Para os pais que estão a passar, ou passaram, por uma situação de divórcio é importante apontar alguns aspetos que contribuem para uma melhor adaptação dos filhos à separação e às mudanças que daí decorrem:
- Manter uma relação construtiva de colaboração e respeito com o ex-cônjuge, tendo sempre em mente que têm um projeto em comum, a educação dos seus filhos;
- Manter com o pai/mãe dos filhos uma comunicação assertiva, direta, procurando não recorrer a intermediários;
- Evitar «jogos» de recriminação e acusações com o ex-cônjuge, ter cuidado com a linguagem utilizada, sobretudo na presença dos filhos;
- Saber separar o papel de ex-cônjuge do papel de mãe e pai, adotando novos padrões de comportamento e assumindo uma parentalidade conjunta positiva;
- É fundamental dar segurança e estabilidade aos filhos, dando-lhes atenção e amor, usufruindo de tempo de qualidade com eles;
- Respeitar o tempo que o outro progenitor passa com os filhos;
- Conversar e escutar os filhos, pedir a sua opinião relativamente a alguns aspetos, o que não significa que a tomada de decisão seja deles. A tomada de decisão e a responsabilidade de decidir deverá ser sempre dos pais;
- Não esquecer a implementação de regras claras e rotinas. Evitar um estilo parental e práticas mais permissivas como forma de «compensar» os filhos pelo sofrimento que o divórcio dos pais causou. Isto só fará aumentar a instabilidade familiar e a insegurança da criança, podendo a longo prazo ter repercussões negativas no seu desenvolvimento.
Um exemplo a seguir!
Este é um caso de sucesso e um exemplo de como é possível, apesar de todas as dificuldades que os pais possam sentir, gerirem as suas emoções negativas, colocarem os seus desacordos em segundo plano e dar prioridade às necessidades dos filhos, estabelecendo uma relação de colaboração e respeito.
Os pais do R., de sete anos, procuraram o meu apoio em clínica, após terem decidido separar-se. Foi uma decisão repentina para o R., na medida em que o menino nunca presenciou uma relação conflituosa entre os pais. Após terem tomado a decisão de separação, os pais haviam conversado com o filho e explicado, de forma adequada à sua faixa etária, que os pais iriam viver em casas separadas pois a relação iria terminar.

▶ _EXCERTOS DOS REGISTOS_
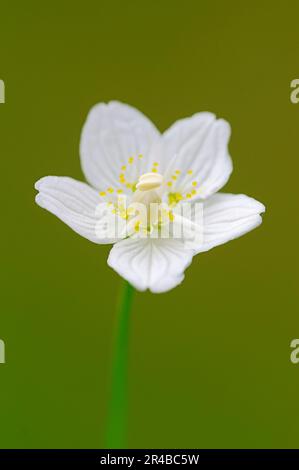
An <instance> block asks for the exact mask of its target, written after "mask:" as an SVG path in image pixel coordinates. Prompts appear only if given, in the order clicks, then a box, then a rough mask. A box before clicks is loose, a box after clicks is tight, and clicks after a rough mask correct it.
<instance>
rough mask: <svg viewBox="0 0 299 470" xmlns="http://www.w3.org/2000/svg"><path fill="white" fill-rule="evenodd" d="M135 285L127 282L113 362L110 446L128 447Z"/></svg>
mask: <svg viewBox="0 0 299 470" xmlns="http://www.w3.org/2000/svg"><path fill="white" fill-rule="evenodd" d="M133 294H134V288H133V287H132V286H131V285H130V284H129V283H128V282H125V284H124V286H123V290H122V295H121V299H120V304H119V308H118V318H117V327H116V328H117V329H116V342H115V351H114V358H113V364H112V383H111V395H110V403H109V408H108V428H107V448H108V449H125V448H126V446H127V442H126V434H127V432H126V431H127V407H128V399H127V398H128V397H127V385H128V384H127V381H128V349H129V348H128V345H129V330H130V328H129V325H130V310H131V306H132V300H133Z"/></svg>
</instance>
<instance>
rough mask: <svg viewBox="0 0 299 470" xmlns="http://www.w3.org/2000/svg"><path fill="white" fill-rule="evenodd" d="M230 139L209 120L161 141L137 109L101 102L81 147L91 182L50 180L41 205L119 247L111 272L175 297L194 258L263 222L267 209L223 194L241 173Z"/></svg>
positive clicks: (98, 239) (226, 128)
mask: <svg viewBox="0 0 299 470" xmlns="http://www.w3.org/2000/svg"><path fill="white" fill-rule="evenodd" d="M229 137H230V126H229V124H228V123H227V122H226V121H224V120H223V119H216V117H215V116H214V115H213V114H211V113H208V112H202V113H197V114H195V115H193V116H191V117H189V118H186V119H181V120H179V121H177V122H175V123H174V124H173V125H172V126H171V127H170V128H169V129H168V130H167V131H166V132H164V133H162V134H161V133H160V132H159V131H158V130H157V128H156V127H155V126H154V124H153V123H152V122H151V121H150V120H149V119H148V118H147V117H145V116H144V115H143V114H142V113H141V112H139V111H138V110H136V109H135V108H133V107H131V106H128V105H126V104H122V103H120V102H116V101H112V102H110V103H108V104H105V103H100V104H98V105H96V106H94V107H93V108H92V109H91V111H90V113H89V115H88V117H87V120H86V123H85V125H84V127H83V130H82V135H81V142H80V155H81V166H82V170H83V172H84V175H85V178H86V180H87V181H88V183H89V184H86V183H83V182H79V181H76V180H74V179H72V178H69V177H58V176H46V177H44V178H41V179H40V180H39V181H38V182H37V183H36V185H35V188H36V189H37V190H38V191H39V193H38V194H37V196H36V202H37V204H38V205H40V206H41V207H43V208H45V209H47V210H48V211H50V212H52V213H53V214H54V215H56V216H57V217H58V218H60V219H61V220H62V221H63V222H65V223H66V224H67V225H69V226H70V227H71V228H72V229H73V230H74V231H75V232H77V233H78V234H80V235H82V236H83V237H85V238H87V239H88V240H90V241H92V242H94V243H98V244H104V243H112V244H113V247H112V249H111V251H110V254H109V257H108V265H109V266H110V267H112V268H113V269H114V270H115V271H116V272H117V273H118V274H120V275H121V276H122V277H124V278H125V279H127V280H128V281H129V282H130V283H131V284H132V285H133V286H134V287H135V288H136V289H138V290H140V291H144V290H146V289H150V291H152V292H155V293H158V292H166V291H168V290H170V289H172V288H174V287H175V286H177V285H178V284H180V283H181V282H182V280H183V279H184V271H185V269H186V268H187V267H188V266H189V265H190V263H191V261H192V258H193V256H194V255H196V254H198V253H200V252H204V251H207V250H210V249H211V248H213V247H214V246H217V245H221V244H223V243H225V242H227V241H229V240H232V239H234V238H237V237H239V236H241V235H243V234H244V233H246V232H248V231H250V230H252V229H254V228H255V227H257V226H258V225H260V223H261V222H262V218H261V215H260V214H261V213H263V212H264V211H265V207H264V205H263V204H261V203H260V202H258V201H256V200H255V199H253V198H251V197H248V196H245V195H243V194H224V193H218V191H219V190H220V189H221V188H222V187H223V186H224V185H225V183H226V182H227V180H228V178H229V176H230V174H231V172H232V161H231V158H230V155H229V152H228V141H229ZM155 206H157V207H158V209H157V210H154V211H153V212H152V209H151V208H152V207H155ZM136 207H137V209H136ZM140 207H144V208H145V211H143V212H142V210H139V209H138V208H140ZM185 208H188V210H187V211H184V209H185ZM197 208H199V209H200V211H199V212H198V211H197V212H198V213H200V217H199V219H195V218H194V213H195V209H197ZM116 225H117V230H115V227H116ZM182 226H183V227H184V229H183V230H180V231H177V233H179V235H174V234H175V231H176V229H177V228H181V227H182ZM165 227H166V228H167V235H166V236H164V235H161V233H163V230H164V229H165Z"/></svg>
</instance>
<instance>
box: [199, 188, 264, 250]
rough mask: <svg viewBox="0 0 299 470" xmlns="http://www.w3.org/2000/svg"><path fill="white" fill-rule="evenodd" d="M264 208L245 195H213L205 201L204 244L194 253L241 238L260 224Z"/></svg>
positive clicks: (220, 193)
mask: <svg viewBox="0 0 299 470" xmlns="http://www.w3.org/2000/svg"><path fill="white" fill-rule="evenodd" d="M264 211H265V206H264V205H263V204H261V203H260V202H258V201H256V200H255V199H253V198H251V197H248V196H245V195H244V194H223V193H218V194H215V195H213V196H212V197H211V198H209V199H208V200H207V201H205V202H204V208H203V244H202V246H199V247H198V249H197V253H199V252H202V251H207V250H210V249H211V248H213V247H214V246H217V245H222V244H223V243H226V242H228V241H229V240H233V239H234V238H237V237H240V236H241V235H244V234H245V233H247V232H249V231H250V230H253V229H254V228H255V227H257V226H258V225H260V224H261V222H262V217H261V216H260V214H262V213H263V212H264Z"/></svg>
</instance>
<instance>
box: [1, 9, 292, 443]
mask: <svg viewBox="0 0 299 470" xmlns="http://www.w3.org/2000/svg"><path fill="white" fill-rule="evenodd" d="M298 14H299V4H298V2H295V1H290V2H283V3H282V4H279V3H277V4H275V2H272V1H264V2H260V1H252V2H237V1H229V0H228V1H216V2H209V3H208V2H203V1H196V0H194V1H190V0H185V1H184V2H182V1H177V0H172V1H169V0H162V1H153V0H151V1H147V0H143V1H142V2H140V1H135V0H134V1H133V0H127V1H120V0H114V1H112V0H110V1H106V0H105V1H103V0H101V1H93V2H92V1H88V0H87V1H85V2H83V3H82V4H81V3H80V4H76V3H75V2H71V1H60V2H55V1H52V2H43V3H41V2H37V1H27V2H23V3H21V2H19V4H18V6H17V5H16V3H10V4H9V3H3V2H2V4H1V30H0V78H1V79H3V80H4V81H5V84H6V103H5V104H3V105H0V155H1V167H2V169H1V175H2V177H1V192H2V196H1V199H2V203H3V204H2V209H3V212H2V223H1V225H2V229H1V248H2V256H1V315H0V338H2V339H3V340H4V341H5V343H6V355H7V363H6V364H5V365H2V364H0V398H1V403H0V447H2V448H5V447H9V448H15V447H23V448H27V447H29V448H32V447H33V448H34V447H38V448H39V447H46V448H48V447H62V448H64V447H70V448H77V447H83V448H85V447H86V448H89V447H98V448H99V447H103V446H104V431H105V419H106V409H107V400H108V390H109V371H110V364H111V352H112V346H113V334H114V330H115V320H116V318H115V304H116V298H117V293H118V291H119V289H120V286H121V283H122V280H121V278H119V277H118V276H117V274H115V273H114V272H113V271H112V270H111V269H110V268H108V267H107V265H106V259H107V255H108V252H109V247H101V246H98V245H95V244H92V243H90V242H88V241H87V240H85V239H83V238H80V237H79V236H78V235H76V234H75V233H74V232H72V231H71V229H70V228H68V227H67V226H66V225H64V224H63V223H62V222H60V221H59V220H58V219H56V218H55V217H54V216H53V215H51V214H49V213H48V212H46V211H43V210H42V209H41V208H39V207H38V206H36V205H35V203H34V195H35V191H34V189H33V185H34V182H35V181H36V180H37V179H39V178H40V177H41V176H44V175H53V174H54V175H69V176H72V177H74V178H77V179H83V175H82V172H81V169H80V164H79V153H78V144H79V137H80V131H81V128H82V125H83V122H84V120H85V117H86V115H87V113H88V111H89V109H90V107H91V106H92V105H93V104H95V103H97V102H99V101H109V100H111V99H118V100H120V101H124V102H128V103H130V104H132V105H133V106H136V107H137V108H139V109H141V110H142V111H143V112H144V113H145V114H147V115H148V116H149V117H150V118H151V119H152V120H153V121H154V122H155V123H156V124H157V126H158V127H159V128H160V129H161V130H164V129H166V128H167V127H168V126H169V125H170V124H171V123H172V122H173V121H174V120H176V119H178V118H181V117H185V116H188V115H191V114H192V113H194V112H197V111H201V110H207V111H212V112H215V113H216V114H217V115H218V116H220V117H224V118H225V119H227V120H228V121H230V123H231V125H232V129H233V133H232V140H231V144H230V150H231V154H232V157H233V162H234V167H235V169H234V173H233V175H232V177H231V179H230V181H229V183H228V185H227V186H226V188H225V191H228V192H234V193H245V194H248V195H251V196H254V197H255V198H256V199H258V200H260V201H262V202H263V203H265V205H266V206H267V213H266V215H265V217H264V223H263V225H262V226H261V227H260V228H259V229H257V230H255V231H253V232H251V233H250V234H248V235H247V236H245V237H242V238H240V239H238V240H236V241H233V242H231V243H229V244H226V245H223V246H221V247H218V248H215V249H214V250H212V251H210V252H207V253H204V254H202V255H199V256H197V257H196V258H195V259H194V262H193V264H192V266H191V267H190V268H189V269H188V270H187V273H186V279H185V281H184V283H183V284H182V285H181V286H180V287H178V288H176V289H175V290H173V291H171V292H169V293H167V294H161V295H153V294H150V293H137V294H136V297H135V302H134V311H133V316H132V335H131V350H130V371H129V372H130V377H129V378H130V416H129V418H130V419H129V446H130V447H145V448H148V447H161V448H165V447H170V448H173V447H177V448H181V447H183V448H186V447H208V448H216V447H223V448H227V447H246V448H247V447H249V448H250V447H271V448H272V447H274V448H276V447H298V424H299V416H298V408H299V402H298V386H299V365H294V364H292V363H291V362H290V358H289V356H290V352H291V350H290V341H291V340H292V339H293V338H298V337H299V316H298V306H299V300H298V250H297V240H298V202H297V201H298V171H299V158H298V157H299V155H298V143H299V136H298V123H299V104H298V105H294V104H292V103H291V102H290V91H291V90H290V82H291V80H293V79H294V78H299V65H298V64H299V63H298V46H299V35H298Z"/></svg>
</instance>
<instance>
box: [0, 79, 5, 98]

▶ _CONJUNTO DE EXERCÍCIOS_
1. Traduza para inglês esta frase do texto sobre o divórcio: «Foi uma decisão repentina para o R., na medida em que o menino nunca presenciou uma relação conflituosa entre os pais.»
2. Transcreva do texto sobre o divórcio o trecho entre "Os pais do R., de" e "relação iria terminar.", ambos incluídos.

▶ _SOLUÇÕES DOS EXERCÍCIOS_
1. It was a sudden decision for R., inasmuch as the boy had never witnessed a conflictual relationship between the parents.

2.
Os pais do R., de sete anos, procuraram o meu apoio em clínica, após terem decidido separar-se. Foi uma decisão repentina para o R., na medida em que o menino nunca presenciou uma relação conflituosa entre os pais. Após terem tomado a decisão de separação, os pais haviam conversado com o filho e explicado, de forma adequada à sua faixa etária, que os pais iriam viver em casas separadas pois a relação iria terminar.